TESTO DI LETTURA:
..........

Il litio sembra contenere il rischio di suicidio nei disturbi dell’umore, non solo riducendo le ricadute depressive ma anche con altri meccanismi come la diminuzione dell’aggressività e dell’impulsività.
Ecco le conclusioni di una metanalisi svolta in collaborazione tra l’Università di Verona e quella di Oxford, pubblicata su Bmj. «I disturbi dell’umore sono tra le principali cause di disabilità globale con due sottotipi principali: quelli unipolari, caratterizzato da episodi depressivi, e quelli bipolari, con manie o ipomanie e depressione a intermittenza» esordisce Andrea Cipriani, psichiatra del Dipartimento di Sanità Pubblica e Medicina di Comunità dell’Università di Verona e primo autore dell’articolo. In questi pazienti il rischio di suicidio è tra il 6 e il 10%, 10 volte superiore rispetto alla popolazione generale, e raggiunge picchi del 26% tra gli uomini ricoverati in psichiatria con disturbo bipolare e storia di autolesionismo. I farmaci svolgono un ruolo nella prevenzione anti suicidaria: il litio somministrato a lungo termine, per esempio, riduce il rischio di suicidio nei disturbi dell’umore unipolari e bipolari rispetto al placebo. Tuttavia, il basso numero di eventi e le stime imprecise dell’effetto del trattamento lasciano un’incertezza residua.

..........

DATI FORNITI:
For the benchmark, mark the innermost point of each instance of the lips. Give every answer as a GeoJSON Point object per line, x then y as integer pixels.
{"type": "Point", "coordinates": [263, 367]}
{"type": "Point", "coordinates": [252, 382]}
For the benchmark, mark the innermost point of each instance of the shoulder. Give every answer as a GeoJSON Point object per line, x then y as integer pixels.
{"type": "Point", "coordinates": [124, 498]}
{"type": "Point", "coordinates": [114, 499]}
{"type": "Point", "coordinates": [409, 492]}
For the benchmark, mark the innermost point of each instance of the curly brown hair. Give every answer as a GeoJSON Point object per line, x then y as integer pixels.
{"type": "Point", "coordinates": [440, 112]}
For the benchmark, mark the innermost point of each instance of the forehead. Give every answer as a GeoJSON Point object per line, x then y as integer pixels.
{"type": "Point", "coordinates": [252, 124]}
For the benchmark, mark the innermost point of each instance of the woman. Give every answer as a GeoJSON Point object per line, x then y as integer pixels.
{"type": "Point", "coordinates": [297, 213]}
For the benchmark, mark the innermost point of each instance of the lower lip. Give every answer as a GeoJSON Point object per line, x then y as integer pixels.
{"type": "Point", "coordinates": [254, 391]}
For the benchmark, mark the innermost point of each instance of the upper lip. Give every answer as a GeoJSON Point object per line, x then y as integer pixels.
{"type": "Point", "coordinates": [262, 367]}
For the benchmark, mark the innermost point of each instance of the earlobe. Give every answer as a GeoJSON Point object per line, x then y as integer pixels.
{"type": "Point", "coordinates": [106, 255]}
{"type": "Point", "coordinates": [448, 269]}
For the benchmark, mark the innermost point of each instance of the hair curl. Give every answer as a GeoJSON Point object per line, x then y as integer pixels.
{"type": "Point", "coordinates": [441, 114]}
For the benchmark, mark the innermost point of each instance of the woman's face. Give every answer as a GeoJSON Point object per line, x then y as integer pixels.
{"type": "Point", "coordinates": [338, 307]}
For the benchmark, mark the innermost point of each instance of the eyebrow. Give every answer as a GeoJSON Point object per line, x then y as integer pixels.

..........

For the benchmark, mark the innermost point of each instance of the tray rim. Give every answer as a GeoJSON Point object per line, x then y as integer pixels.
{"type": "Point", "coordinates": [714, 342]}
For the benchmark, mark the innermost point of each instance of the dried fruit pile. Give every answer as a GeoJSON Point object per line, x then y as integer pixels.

..........

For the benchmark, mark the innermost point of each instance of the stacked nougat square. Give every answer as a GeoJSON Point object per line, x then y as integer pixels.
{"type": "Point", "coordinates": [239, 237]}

..........

QUESITI DA RISOLVERE:
1. Riporta testualmente il brano del testo di lettura che va da "Il litio sembra" a "dell’aggressività e dell’impulsività.".
2. Secondo il testo di lettura, quali università hanno collaborato alla metanalisi?
I record sono materiale separato dal testo di lettura.

SOLUZIONI DEI QUESITI:
1.
Il litio sembra contenere il rischio di suicidio nei disturbi dell’umore, non solo riducendo le ricadute depressive ma anche con altri meccanismi come la diminuzione dell’aggressività e dell’impulsività.

2. L'Università di Verona e l'Università di Oxford.